» SET PROBLEM A
In the excerpt on the ASA amicus brief debate, why have most employment class action discrimination suits not focused on hiring?
» SET PROBLEM B
Carry on the excerpt about the ASA amicus brief, starting right after its final sentence.

» EXCERPT TO READ
──────────────────────────────
Of course, it would be important to know that these results held across a large, representative sample of firms. These results do, however, suggest that we and/or the lawyers may generally be looking for discrimination in the wrong places (salary and promotion). In particular, as Trond has argued in his work, it may be at the hiring stage and consequent job segregation that results that gender and race discrimination are most important. The vast majority of employment class action discrimination suits have not focused on hiring as hiring suits are difficult to manage and prosecute successfully.

Again, I am not arguing that the above research demonstrates that Bill’s or the ASA theory is wrong. I think it does suggest that the validity of the theory is not settled to nearly the degree that Bill’s report or the ASA brief suggests. As such, I see both as not considering evidence that is inconsistent with the theory that is being propounded and as such not meeting the standards required by science.

Where do we go from here?

It has been suggested in one of the ASA Council email exchanges that perhaps the ASA needs a set of guidelines when it is considering doing things like submitting an Amicus Brief. I could not agree more. Let me tell a story that occurred in one of the two departments I have been a member of. (I am being purposely vague about which, when it occurred, whether the position was for a junior or senior faculty member or whether the individual accepted the offer.)
──────────────────────────────
» DATA PROVIDED
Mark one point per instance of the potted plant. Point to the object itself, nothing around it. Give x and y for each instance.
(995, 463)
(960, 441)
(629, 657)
──────────────────────────────
» TASK ANSWER A
Hiring suits are difficult to manage and prosecute successfully.

» TASK ANSWER B
A particular person was being considered for a position in the department. A senior faculty member (not me) strongly felt that this person’s scholarship was quite weak and that he shouldn’t be hired. The department listened to his arguments at considerable length. He was given a full hearing. The department then voted X to 1 to hire this individual. At this point the dissenting individual announced that given the Department’s decision he would work hard to recruit this individual. To my mind, that is true professional integrity. It also illustrates how dissent is appropriately handled.

(I should say that if a number of faculty had been against hiring this individual, the individual would not have been made a job offer. In the two departments I have been consensus, not unanimity or majority rule, has been the standard.)

If the process that to lead to the ASA Amicus Brief had been analogous to that in the story above I would have publicly supported the Brief as representing the position of the discipline as a whole and not raised questions. I don’t think I could have found it in myself to actually champion it, though I certainly would have publicly praised the fairness of the process.

In ending, let me reiterate that the above analysis is not meant to question the motives of anyone’s motives. I am willing,and think it is important in situations such as this, that we take people’s claims about intention as being truthful.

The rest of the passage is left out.